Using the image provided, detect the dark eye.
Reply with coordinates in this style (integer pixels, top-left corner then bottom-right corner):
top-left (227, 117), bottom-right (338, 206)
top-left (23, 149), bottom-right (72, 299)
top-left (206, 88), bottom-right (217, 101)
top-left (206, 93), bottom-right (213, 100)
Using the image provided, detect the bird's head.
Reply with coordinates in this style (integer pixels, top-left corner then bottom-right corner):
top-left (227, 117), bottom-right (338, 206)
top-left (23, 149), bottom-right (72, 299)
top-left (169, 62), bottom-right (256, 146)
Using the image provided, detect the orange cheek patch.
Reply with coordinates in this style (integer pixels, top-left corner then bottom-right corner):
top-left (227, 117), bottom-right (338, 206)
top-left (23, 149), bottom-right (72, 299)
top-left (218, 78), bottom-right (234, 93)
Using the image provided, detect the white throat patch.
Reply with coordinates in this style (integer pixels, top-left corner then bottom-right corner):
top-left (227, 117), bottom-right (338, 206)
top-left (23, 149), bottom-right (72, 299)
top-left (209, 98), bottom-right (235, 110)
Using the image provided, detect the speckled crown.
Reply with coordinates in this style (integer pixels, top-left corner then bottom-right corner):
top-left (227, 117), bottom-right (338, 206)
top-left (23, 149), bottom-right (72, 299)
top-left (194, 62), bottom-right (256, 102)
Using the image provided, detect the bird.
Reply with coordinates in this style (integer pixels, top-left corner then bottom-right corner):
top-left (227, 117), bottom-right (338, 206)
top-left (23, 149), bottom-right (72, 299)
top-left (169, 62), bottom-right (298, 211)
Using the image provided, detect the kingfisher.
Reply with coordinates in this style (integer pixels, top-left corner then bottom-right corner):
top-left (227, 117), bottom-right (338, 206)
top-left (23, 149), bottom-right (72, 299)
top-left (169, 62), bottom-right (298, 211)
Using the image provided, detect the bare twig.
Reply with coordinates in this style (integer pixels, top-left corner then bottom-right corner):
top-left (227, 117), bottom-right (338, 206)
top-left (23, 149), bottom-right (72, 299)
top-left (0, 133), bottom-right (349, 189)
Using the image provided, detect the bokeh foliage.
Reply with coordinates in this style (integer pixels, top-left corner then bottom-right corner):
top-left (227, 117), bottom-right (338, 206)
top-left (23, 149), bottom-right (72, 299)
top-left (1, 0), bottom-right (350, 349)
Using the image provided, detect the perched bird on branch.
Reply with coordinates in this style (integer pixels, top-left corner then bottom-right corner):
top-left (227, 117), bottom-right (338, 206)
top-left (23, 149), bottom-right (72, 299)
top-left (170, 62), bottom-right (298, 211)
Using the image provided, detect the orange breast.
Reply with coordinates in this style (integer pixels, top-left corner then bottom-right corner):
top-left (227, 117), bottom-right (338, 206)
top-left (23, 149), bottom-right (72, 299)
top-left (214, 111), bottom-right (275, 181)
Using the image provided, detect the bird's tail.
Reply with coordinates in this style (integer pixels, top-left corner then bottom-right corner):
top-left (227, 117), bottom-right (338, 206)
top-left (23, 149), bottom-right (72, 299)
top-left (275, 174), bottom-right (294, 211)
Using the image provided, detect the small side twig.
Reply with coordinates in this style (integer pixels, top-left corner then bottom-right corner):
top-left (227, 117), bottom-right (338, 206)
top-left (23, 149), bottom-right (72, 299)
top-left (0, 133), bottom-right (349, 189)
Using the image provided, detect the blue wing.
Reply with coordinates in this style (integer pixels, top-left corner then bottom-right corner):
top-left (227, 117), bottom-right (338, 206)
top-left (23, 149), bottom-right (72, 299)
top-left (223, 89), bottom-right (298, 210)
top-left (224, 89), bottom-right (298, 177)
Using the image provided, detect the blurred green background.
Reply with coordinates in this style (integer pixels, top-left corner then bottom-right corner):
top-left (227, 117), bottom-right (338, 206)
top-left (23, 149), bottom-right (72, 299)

-*-

Your task: Restate each entry exactly, skipping none.

Task solution:
Using the image provided, detect the dark eye.
Reply with coordinates in this style (integer pixels, top-left corner then bottom-right corner):
top-left (227, 117), bottom-right (338, 206)
top-left (23, 149), bottom-right (72, 299)
top-left (206, 88), bottom-right (217, 101)
top-left (206, 93), bottom-right (213, 100)
Using the image provided, detect the bird's head.
Reply with coordinates in this style (integer pixels, top-left corner then bottom-right corner):
top-left (227, 117), bottom-right (338, 206)
top-left (23, 149), bottom-right (72, 299)
top-left (169, 62), bottom-right (256, 146)
Using the image provided, detect the orange cheek patch.
Reply with coordinates in this style (integer pixels, top-left corner then bottom-right corner):
top-left (227, 117), bottom-right (338, 206)
top-left (23, 149), bottom-right (72, 299)
top-left (218, 78), bottom-right (234, 93)
Using the image provided, detect the white throat patch.
Reply with coordinates in this style (integer pixels, top-left corner then bottom-right corner):
top-left (227, 117), bottom-right (338, 206)
top-left (23, 149), bottom-right (72, 299)
top-left (209, 98), bottom-right (235, 110)
Using the image provided, detect the speckled crown.
Reply with coordinates in this style (integer pixels, top-left corner then bottom-right corner):
top-left (227, 117), bottom-right (338, 206)
top-left (23, 149), bottom-right (72, 299)
top-left (194, 62), bottom-right (256, 102)
Using the image provided, detect the bird.
Reply with coordinates in this style (integer pixels, top-left corner then bottom-right corner):
top-left (227, 117), bottom-right (338, 206)
top-left (23, 149), bottom-right (72, 299)
top-left (169, 62), bottom-right (298, 211)
Using the image provided, detect the kingfisher.
Reply with coordinates in this style (integer pixels, top-left corner then bottom-right corner):
top-left (227, 117), bottom-right (338, 206)
top-left (23, 149), bottom-right (72, 299)
top-left (169, 62), bottom-right (298, 211)
Using the image provided, detect the bare twig.
Reply with coordinates in this style (integer pixels, top-left corner then bottom-right corner):
top-left (227, 117), bottom-right (338, 206)
top-left (23, 149), bottom-right (72, 299)
top-left (0, 133), bottom-right (349, 189)
Using the image provided, detect the bokeh foliage.
Reply with coordinates in this style (integer pixels, top-left corner then bottom-right corner):
top-left (227, 117), bottom-right (338, 206)
top-left (23, 149), bottom-right (72, 299)
top-left (1, 0), bottom-right (350, 349)
Using the image provided, detect the perched bird on branch.
Reply with coordinates in this style (integer pixels, top-left corner then bottom-right corner):
top-left (227, 117), bottom-right (338, 206)
top-left (23, 149), bottom-right (72, 299)
top-left (170, 62), bottom-right (298, 211)
Using the image provided, detect the orange breast.
Reply with coordinates in this style (integer pixels, top-left corner then bottom-right corner):
top-left (227, 117), bottom-right (338, 206)
top-left (23, 149), bottom-right (72, 299)
top-left (214, 111), bottom-right (275, 181)
Using the image provided, detect the bird's tail.
Reply with coordinates in this style (integer pixels, top-left corner then bottom-right corner):
top-left (227, 117), bottom-right (338, 206)
top-left (23, 149), bottom-right (72, 299)
top-left (275, 174), bottom-right (294, 211)
Using the image provided, detect the small side twig.
Reply with coordinates in this style (integer pixels, top-left corner then bottom-right corner):
top-left (227, 117), bottom-right (338, 206)
top-left (23, 149), bottom-right (72, 299)
top-left (0, 133), bottom-right (349, 189)
Using the image provided, detect the blue wing.
Reply with coordinates in this style (integer pixels, top-left corner then bottom-right corner):
top-left (227, 117), bottom-right (338, 206)
top-left (23, 149), bottom-right (72, 299)
top-left (223, 89), bottom-right (298, 210)
top-left (224, 89), bottom-right (298, 177)
Using the image provided, detect the blurred green background.
Reply with coordinates in this style (integer pixels, top-left corner then bottom-right corner):
top-left (227, 117), bottom-right (338, 206)
top-left (23, 149), bottom-right (72, 299)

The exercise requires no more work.